*Provided passage*.
In Pursuit of Active Listening Print

Vivian-Lee Nyitray, University of California, Riverside

Vivian-Lee Nyitray is an Associate Professor of Religious Studies at the University of California, Riverside. Her research interests include the feminist appraisal of Confucian traditions, the cult of the goddess Ma-tsu, and the representation of virtue in religious biographies. During her time at Barnard College, she was the first recipient of the Sears Teaching Award. Since moving to UCR, she has received a student-generated award for outstanding teaching in Religious Studies.

Out in the field, the compelling power of music is manifest. Hypnotic hours of resonant drumming while Taoist temple staff prepare coals for a firewalking, the reedy sheng blown at intervals during Confucius' birthday celebration, the muezzin's call to prayer, and the intonation of the doxology — all these sacred sounds have suffused my field experiences and, I hope, brought insight and empathy to my scholarship. Even after the passage of years, the mere hint of a particular chord progression or the timbre of a certain bell, like a musical madeleine, transports me back to a particular realm of religious experience that no text or image can approach.

Yet when I reflect upon the course of my own undergraduate years and subsequent graduate training in Religious Studies, the connection between religion and music was one made outside the classroom. The formal study of religion encompassed the examination of thought, texts, and, to a lesser extent, images. In the classroom, apart from music punctuating the occasional documentary, religion was a surprisingly quiet field of study.

How, then, to open this dimension of religion for my own students? The answer would appear to be simple: bring music into the classroom often and in whatever manner possible. In my first year of teaching, I watched my colleague Vincent Harding carry a small boom box with him to class. He used it to set the tone for the hour and to ease students' transition from their previous activities to the present course. He created an aural space wherein the day's discussion could take place. I have since followed his example, playing Vedic chants or Marian masses as students enter the room. I often close a lecture with another selection in order to send students out with a musical summary of the day's material. Yet, for all my meticulous attention to appropriateness and aesthetic quality, to students the music is little more than aural wallpaper in the mental hallway that leads to and from my class. The pervasiveness of music in our lives has dampened our appreciation of its power.

In an essay on the use of music in history education, Jane Adas charts the profound changes that the role of music in our society underwent in the course of the twentieth century. Once, if you wanted to hear music, she says, you had to make some considerable effort to attend a live performance or, more commonly, you had to make it yourself. Musical exposure was limited by geography and tradition, as well as time and financial resources. Advances in communications during the twentieth century enabled people everywhere to hear all kinds of music anytime, anywhere; indeed, as Adas notes, we can hardly escape it. Music provides the accompaniment to all the events of our lives, however dramatic or mundane.

(Dataset listing)

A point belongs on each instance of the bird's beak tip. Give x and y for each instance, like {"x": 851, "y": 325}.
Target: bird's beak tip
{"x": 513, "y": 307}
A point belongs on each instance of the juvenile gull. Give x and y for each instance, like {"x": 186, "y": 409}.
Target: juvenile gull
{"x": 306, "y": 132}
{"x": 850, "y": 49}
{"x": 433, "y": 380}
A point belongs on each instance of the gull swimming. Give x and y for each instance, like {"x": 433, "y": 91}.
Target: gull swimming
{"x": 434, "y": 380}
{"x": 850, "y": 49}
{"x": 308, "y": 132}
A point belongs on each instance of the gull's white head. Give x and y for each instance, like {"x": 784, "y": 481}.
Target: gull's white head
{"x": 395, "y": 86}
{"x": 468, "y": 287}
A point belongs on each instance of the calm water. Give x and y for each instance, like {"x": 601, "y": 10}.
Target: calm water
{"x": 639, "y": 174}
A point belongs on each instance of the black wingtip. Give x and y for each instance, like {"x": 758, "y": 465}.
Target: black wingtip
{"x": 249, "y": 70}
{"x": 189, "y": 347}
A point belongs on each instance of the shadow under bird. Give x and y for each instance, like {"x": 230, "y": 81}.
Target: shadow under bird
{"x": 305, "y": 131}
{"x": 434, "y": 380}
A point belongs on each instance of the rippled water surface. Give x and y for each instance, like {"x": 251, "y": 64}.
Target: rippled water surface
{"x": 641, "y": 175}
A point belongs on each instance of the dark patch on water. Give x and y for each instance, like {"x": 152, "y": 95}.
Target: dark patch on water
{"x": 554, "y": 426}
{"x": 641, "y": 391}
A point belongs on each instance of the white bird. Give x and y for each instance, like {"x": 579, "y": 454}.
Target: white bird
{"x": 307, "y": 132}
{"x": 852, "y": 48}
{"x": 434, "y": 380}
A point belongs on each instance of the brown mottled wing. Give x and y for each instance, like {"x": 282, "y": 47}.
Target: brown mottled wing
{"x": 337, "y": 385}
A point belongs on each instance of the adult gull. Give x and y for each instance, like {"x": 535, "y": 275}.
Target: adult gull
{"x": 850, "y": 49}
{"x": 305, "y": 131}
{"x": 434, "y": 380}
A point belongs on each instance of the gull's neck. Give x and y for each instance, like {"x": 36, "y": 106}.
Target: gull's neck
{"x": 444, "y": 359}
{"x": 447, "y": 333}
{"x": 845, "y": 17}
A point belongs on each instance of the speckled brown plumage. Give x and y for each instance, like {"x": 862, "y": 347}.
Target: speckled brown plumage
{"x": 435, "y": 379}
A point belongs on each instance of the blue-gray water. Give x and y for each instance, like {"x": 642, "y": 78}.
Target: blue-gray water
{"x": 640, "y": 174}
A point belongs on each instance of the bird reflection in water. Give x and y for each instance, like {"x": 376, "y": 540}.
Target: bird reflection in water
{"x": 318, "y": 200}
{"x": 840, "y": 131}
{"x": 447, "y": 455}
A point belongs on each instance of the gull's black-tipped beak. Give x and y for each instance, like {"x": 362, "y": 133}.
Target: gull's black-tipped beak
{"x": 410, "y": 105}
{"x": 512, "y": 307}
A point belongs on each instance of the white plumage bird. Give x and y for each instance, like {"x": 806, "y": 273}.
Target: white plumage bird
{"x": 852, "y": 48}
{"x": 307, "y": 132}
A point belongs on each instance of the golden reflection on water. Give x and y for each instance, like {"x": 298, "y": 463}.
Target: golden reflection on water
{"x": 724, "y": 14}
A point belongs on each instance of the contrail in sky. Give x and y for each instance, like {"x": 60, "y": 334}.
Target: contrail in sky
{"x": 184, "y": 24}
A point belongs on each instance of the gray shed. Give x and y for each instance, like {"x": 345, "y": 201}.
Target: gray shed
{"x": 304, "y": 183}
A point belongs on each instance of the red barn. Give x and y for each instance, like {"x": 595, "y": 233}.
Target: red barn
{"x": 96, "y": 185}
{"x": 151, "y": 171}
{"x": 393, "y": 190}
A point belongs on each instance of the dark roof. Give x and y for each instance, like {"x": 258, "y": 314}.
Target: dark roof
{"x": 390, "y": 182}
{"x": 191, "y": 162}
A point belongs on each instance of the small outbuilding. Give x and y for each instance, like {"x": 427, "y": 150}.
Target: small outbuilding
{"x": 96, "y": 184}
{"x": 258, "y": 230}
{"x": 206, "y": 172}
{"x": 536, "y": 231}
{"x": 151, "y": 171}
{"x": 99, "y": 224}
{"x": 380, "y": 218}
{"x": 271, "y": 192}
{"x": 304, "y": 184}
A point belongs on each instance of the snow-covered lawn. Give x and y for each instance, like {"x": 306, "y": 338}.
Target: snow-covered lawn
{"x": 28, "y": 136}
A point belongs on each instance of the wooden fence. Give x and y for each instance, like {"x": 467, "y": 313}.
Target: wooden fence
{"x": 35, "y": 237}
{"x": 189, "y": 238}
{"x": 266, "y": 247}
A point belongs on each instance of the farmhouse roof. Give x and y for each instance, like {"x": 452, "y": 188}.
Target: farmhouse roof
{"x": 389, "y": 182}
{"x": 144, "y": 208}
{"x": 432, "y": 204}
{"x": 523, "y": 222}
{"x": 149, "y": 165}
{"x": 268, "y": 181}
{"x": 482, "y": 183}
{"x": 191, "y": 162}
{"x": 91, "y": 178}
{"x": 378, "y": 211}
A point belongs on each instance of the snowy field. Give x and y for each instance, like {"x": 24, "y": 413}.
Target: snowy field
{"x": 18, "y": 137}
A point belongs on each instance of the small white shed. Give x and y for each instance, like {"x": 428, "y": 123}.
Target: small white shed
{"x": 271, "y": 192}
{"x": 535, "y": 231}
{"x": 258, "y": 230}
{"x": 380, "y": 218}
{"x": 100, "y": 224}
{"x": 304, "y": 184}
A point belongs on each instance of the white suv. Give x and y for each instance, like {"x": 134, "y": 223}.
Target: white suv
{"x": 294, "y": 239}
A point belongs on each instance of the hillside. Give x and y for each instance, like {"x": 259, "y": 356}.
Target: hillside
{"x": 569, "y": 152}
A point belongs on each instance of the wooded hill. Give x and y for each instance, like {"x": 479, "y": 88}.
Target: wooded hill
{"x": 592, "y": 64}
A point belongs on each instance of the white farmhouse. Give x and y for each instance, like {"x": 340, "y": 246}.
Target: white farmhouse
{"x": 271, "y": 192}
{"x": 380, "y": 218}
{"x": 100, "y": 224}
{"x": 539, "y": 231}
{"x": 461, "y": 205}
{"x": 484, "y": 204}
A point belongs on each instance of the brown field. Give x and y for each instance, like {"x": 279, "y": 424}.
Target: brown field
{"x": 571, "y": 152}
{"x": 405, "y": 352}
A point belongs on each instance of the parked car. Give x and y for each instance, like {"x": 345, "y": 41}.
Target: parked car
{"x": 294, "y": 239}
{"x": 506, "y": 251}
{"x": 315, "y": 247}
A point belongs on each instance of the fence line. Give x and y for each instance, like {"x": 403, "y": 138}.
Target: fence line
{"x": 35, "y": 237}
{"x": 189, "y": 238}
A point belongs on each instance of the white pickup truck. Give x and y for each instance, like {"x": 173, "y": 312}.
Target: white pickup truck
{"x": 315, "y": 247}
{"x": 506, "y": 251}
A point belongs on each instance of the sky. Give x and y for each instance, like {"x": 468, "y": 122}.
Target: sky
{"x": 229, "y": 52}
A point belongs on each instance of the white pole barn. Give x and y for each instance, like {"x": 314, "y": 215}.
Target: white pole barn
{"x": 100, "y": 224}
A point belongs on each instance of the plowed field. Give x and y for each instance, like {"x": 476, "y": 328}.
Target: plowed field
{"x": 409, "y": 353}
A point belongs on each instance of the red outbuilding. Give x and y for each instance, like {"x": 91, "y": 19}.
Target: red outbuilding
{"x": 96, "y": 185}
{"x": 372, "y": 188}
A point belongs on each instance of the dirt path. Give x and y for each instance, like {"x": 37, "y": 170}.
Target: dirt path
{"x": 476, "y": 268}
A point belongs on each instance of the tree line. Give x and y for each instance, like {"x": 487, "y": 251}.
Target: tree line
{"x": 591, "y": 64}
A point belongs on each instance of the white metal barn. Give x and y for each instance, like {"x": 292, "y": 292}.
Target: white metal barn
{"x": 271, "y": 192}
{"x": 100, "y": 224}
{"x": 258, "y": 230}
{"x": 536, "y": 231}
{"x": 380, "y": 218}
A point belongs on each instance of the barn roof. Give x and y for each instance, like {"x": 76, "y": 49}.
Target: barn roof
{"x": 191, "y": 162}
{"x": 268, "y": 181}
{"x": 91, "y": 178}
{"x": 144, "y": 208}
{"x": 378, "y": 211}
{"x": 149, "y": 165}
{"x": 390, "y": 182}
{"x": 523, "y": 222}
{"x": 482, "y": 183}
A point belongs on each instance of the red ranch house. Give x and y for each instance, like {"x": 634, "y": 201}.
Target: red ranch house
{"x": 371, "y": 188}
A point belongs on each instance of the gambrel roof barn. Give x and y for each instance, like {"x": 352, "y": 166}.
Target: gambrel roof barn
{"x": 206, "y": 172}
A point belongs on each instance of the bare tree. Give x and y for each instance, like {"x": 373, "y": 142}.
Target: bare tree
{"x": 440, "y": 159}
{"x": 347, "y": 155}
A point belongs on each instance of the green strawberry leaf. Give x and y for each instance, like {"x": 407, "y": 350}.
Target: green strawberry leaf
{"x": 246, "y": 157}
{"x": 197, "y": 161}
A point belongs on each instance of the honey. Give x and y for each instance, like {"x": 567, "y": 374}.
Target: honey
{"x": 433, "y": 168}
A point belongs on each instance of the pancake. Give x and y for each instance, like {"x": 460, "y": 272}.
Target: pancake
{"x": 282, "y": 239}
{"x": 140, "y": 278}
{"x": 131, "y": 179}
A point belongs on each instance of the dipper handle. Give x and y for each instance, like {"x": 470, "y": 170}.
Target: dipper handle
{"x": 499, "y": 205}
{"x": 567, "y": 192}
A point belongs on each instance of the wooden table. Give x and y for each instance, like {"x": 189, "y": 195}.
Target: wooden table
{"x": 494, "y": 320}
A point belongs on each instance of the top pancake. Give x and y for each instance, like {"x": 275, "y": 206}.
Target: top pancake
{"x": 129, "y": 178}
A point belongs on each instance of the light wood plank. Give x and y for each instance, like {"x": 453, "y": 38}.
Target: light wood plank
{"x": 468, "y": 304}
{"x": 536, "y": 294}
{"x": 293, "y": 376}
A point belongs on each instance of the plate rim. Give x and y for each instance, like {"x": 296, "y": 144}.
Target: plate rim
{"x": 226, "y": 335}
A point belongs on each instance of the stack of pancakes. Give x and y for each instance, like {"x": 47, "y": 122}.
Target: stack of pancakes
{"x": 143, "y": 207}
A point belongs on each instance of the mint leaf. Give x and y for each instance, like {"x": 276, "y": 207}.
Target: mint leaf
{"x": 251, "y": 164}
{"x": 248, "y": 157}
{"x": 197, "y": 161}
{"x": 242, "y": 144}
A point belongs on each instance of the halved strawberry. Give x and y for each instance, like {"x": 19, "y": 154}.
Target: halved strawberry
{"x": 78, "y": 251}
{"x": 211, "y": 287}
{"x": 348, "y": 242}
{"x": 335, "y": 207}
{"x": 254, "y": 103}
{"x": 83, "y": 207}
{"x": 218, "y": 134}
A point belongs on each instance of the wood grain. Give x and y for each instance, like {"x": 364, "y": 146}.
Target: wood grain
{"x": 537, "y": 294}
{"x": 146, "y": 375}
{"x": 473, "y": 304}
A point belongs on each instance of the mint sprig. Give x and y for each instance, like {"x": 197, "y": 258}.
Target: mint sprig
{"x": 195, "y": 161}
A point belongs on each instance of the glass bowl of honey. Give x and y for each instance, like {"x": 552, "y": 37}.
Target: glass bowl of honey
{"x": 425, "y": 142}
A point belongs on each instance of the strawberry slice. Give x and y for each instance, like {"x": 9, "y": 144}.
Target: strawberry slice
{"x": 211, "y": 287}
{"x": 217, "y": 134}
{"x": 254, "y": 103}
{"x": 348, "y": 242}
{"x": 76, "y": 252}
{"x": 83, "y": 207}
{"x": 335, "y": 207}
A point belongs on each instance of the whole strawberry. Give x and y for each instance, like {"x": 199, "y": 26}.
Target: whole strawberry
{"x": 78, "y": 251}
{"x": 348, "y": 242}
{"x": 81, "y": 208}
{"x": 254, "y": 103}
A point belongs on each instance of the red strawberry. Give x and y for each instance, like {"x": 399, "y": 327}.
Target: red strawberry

*What is required*.
From the essay on music and religious studies above, extract the part between "Out in the field, the" and "image can approach.", inclusive.

*Written solution*.
Out in the field, the compelling power of music is manifest. Hypnotic hours of resonant drumming while Taoist temple staff prepare coals for a firewalking, the reedy sheng blown at intervals during Confucius' birthday celebration, the muezzin's call to prayer, and the intonation of the doxology — all these sacred sounds have suffused my field experiences and, I hope, brought insight and empathy to my scholarship. Even after the passage of years, the mere hint of a particular chord progression or the timbre of a certain bell, like a musical madeleine, transports me back to a particular realm of religious experience that no text or image can approach.